— start of Page extract —

Welcome to Money Diaries where we are tackling the ever-present taboo that is money. We’re asking real people how they spend their hard-earned money during a seven-day period — and we’re tracking every last dollar.

This week: a senior business analyst who makes $92,000 per year and who spends some of her money this week on pottery painting.
Editor’s Note: All language in this diary was included in the original submission and no substantive editorial alterations have been made to the submission by Refinery29. This has been confirmed with the diarist.
Editor’s Note: All amounts are in Canadian dollars.
Occupation: Senior business analyst
Industry: Tech
Age: 30
Location: Vancouver Island
Salary: $92,000
Assets: Our house is valued at $989,000 currently, we have a combined $150,000 in pension, and around $60,000 in various company stocks and GICs. My spouse M. and I have completely commingled finances; I will be tracking both as essentially I spend whatever he spends (M. makes $60,000, for a combined income of $152,000 before tax).

— end of Page extract —
— start of Information supplied —

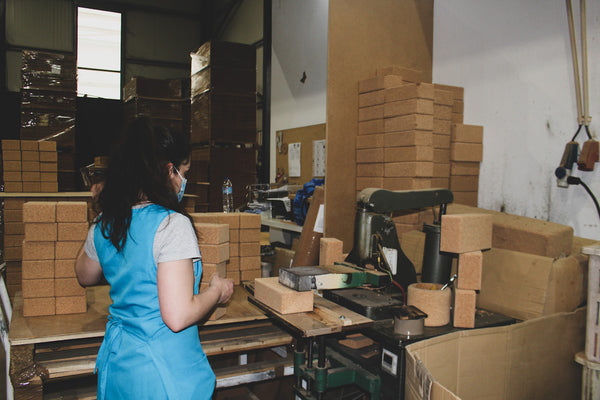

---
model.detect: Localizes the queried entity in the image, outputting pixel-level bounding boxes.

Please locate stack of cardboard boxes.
[22,201,88,317]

— end of Information supplied —

Continue the Money Diaries entry about the senior business analyst on Vancouver Island, picking up right after its last sentence.

Debt: $3,000 on a zero-interest credit card for a 10-month period (we balanced transferred and pay $400/month); $480,000 in a mortgage. We refinanced in September 2023 for a five year fixed rate, however I don’t consider our mortgage debt due to the equity we are gaining, and that our mortgage for a five-bedroom, three-bath single family home is less than rent for a two-bedroom condo in Vancouver.
Paycheck Amount: My salary is $2,555 after taxes. M. makes $2,308 after taxes. Our pay periods are alternating.
Pronouns: She/her

Housing Costs: Our mortgage is $1,450, paid biweekly (we pay $100 extra to the principal).
Weekly Loan Payments: $100 to a credit card.
All Other Expenses:
Utilities: Around $200 (includes water, paid quarterly; hydro, paid bimonthly; gas; sewer and trash, paid quarterly; phone, highly discounted due to work plans for M. and myself; and car gas).
Car Insurance: $84
Life Insurance: $167 combined ($67 for me; $100 for M.)
Health & Dental Insurance: $60 deducted from pay (coverage for myself and M. from my employer. M. also has coverage for both of us deducted from his pay).
Retirement Contribution: $400 (Employee matches me. M. has a defined pension through work and contributes ~$200 month.)
Union Fees: $70 (for M.)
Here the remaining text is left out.